Encapsulation Structure and Campfire Dynamics in Hypergraphs

We explore the properties of real-world hypergraphs, focusing on the encapsulation of their hyperedges, which is the extent that smaller hyperedges are subsets of larger hyperedges. Building on the concept of line graphs, our measures quantify the relations existing between hyperedges of different sizes and, as a byproduct, the compatibility of the data with a simplicial complex representation – whose encapsulation would be maximum. We then turn to the impact of the observed structural patterns on diffusive dynamics, focusing on a variant of threshold models, called encapsulation dynamics, and demonstrate that non-random patterns can accelerate the spreading in the system.

Understanding Higher Order Correlations in Pathway Data

Data representing pathways or sequences of nodes traversed in a network, such as people moving through a public transit system or navigating hyperlinks on the Web, is commonly studied in Network Science. Traditionally, network scientists studied such data by aggregating it into weighted networks, destroying sequential or temporal correlations in the process. More recently, researchers have begun to dig in to these temporal correlations to understand mechanisms of pathway generation and how this generation impacts network structure. I am interested in studying “higher order networks” (specifically De Bruijn graph representations) to better understand pathway data on its own terms. I am also interested in connecting the sequential pattern mining literatures, developed in large part by the computer science/data mining community, with perspectives and approaches developed more recently by network scientists.

Material provided>

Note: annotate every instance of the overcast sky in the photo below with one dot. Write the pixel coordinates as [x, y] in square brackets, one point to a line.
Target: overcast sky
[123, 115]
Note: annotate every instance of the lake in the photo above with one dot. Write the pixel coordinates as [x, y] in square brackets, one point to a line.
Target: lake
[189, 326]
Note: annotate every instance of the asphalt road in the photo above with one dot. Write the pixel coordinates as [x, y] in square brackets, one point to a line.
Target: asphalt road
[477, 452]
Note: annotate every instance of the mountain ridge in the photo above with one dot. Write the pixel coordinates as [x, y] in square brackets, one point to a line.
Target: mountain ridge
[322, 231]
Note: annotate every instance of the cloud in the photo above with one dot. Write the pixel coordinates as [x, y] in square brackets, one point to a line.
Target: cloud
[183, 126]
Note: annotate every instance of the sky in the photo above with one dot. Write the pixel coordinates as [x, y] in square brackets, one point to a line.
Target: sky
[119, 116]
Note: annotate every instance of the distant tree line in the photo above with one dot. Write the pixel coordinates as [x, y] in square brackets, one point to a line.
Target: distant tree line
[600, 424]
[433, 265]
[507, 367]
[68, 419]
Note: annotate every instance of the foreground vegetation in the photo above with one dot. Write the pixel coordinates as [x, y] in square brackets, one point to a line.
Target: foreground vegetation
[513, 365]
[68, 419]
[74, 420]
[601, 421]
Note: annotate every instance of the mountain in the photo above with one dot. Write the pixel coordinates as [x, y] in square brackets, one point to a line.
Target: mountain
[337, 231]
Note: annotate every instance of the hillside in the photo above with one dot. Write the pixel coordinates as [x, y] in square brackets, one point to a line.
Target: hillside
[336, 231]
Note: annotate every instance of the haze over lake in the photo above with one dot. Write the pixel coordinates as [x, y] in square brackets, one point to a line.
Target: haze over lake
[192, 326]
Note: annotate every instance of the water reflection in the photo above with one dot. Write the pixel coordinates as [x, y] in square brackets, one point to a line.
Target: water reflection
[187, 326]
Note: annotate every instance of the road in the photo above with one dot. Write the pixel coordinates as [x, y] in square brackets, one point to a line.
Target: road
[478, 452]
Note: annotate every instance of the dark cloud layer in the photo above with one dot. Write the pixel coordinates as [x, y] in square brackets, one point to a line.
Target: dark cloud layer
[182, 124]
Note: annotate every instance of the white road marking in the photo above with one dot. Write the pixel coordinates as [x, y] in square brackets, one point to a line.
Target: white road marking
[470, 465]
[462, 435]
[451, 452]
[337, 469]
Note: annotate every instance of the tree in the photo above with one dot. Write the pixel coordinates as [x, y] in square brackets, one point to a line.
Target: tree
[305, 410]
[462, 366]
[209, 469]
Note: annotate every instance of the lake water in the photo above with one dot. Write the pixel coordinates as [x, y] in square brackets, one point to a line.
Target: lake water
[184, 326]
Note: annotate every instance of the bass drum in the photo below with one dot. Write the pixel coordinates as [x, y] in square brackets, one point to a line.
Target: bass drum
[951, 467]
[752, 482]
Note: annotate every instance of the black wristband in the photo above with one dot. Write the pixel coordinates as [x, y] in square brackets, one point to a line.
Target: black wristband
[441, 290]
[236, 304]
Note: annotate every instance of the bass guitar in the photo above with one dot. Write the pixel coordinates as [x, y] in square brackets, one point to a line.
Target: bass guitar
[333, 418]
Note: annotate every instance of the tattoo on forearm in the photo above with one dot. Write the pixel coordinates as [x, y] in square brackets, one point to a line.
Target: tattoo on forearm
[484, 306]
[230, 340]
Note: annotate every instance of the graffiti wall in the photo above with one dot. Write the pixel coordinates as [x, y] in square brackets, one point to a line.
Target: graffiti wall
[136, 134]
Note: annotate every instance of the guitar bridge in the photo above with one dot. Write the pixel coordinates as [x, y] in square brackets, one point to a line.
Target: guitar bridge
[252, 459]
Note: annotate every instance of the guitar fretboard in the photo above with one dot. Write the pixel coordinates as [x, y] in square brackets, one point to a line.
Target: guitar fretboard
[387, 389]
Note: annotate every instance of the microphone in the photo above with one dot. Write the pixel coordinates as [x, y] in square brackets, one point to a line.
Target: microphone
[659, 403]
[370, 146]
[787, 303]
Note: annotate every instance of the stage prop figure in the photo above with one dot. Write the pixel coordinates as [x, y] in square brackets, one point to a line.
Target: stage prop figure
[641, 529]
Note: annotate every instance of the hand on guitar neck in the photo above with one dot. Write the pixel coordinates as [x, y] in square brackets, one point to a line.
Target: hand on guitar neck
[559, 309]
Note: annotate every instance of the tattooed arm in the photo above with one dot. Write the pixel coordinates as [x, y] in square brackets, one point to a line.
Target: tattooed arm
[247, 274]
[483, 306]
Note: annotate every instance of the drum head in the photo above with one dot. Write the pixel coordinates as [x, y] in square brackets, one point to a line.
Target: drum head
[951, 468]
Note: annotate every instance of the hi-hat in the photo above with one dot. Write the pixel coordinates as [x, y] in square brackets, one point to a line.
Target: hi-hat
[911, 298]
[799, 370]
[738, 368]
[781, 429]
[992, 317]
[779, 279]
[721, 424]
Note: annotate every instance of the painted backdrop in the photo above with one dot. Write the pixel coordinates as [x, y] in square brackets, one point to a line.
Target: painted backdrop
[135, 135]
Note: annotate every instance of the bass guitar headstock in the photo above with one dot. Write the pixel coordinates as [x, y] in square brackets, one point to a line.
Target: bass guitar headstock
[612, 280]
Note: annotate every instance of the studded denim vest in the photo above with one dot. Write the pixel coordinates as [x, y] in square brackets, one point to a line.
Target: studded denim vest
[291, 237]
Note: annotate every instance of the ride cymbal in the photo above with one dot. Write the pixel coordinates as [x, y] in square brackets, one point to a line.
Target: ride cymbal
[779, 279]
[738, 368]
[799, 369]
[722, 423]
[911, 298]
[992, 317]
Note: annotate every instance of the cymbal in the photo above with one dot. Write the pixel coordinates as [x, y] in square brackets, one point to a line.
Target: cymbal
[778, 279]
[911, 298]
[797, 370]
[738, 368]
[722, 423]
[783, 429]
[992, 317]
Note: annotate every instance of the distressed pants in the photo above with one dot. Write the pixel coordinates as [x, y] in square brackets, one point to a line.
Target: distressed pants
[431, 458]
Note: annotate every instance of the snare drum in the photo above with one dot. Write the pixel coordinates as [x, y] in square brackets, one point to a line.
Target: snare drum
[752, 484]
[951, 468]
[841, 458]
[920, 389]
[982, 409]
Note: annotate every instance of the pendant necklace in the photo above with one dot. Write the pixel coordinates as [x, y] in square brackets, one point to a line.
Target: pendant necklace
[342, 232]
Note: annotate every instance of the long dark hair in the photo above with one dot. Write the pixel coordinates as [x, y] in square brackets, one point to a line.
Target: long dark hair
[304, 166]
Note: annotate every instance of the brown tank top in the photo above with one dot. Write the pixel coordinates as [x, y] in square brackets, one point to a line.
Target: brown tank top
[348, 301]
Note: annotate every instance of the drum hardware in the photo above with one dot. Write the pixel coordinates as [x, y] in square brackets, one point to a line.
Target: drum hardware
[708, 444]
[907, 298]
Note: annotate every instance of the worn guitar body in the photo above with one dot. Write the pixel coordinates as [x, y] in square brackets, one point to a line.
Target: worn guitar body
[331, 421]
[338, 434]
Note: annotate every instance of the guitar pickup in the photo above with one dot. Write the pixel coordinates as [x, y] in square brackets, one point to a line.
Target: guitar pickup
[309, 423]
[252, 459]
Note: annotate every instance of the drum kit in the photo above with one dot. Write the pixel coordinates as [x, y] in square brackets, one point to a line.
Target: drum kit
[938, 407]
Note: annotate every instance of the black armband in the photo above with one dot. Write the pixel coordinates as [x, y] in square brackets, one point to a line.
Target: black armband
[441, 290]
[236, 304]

Set of tasks>
1/ Transcribe the passage of the provided text starting with "We explore the" and going on through "in the system.".
2/ According to the provided text, what specific representations of higher order networks are of interest for studying pathway data?

Problem solutions>
1/
We explore the properties of real-world hypergraphs, focusing on the encapsulation of their hyperedges, which is the extent that smaller hyperedges are subsets of larger hyperedges. Building on the concept of line graphs, our measures quantify the relations existing between hyperedges of different sizes and, as a byproduct, the compatibility of the data with a simplicial complex representation – whose encapsulation would be maximum. We then turn to the impact of the observed structural patterns on diffusive dynamics, focusing on a variant of threshold models, called encapsulation dynamics, and demonstrate that non-random patterns can accelerate the spreading in the system.

2/ De Bruijn graph representations.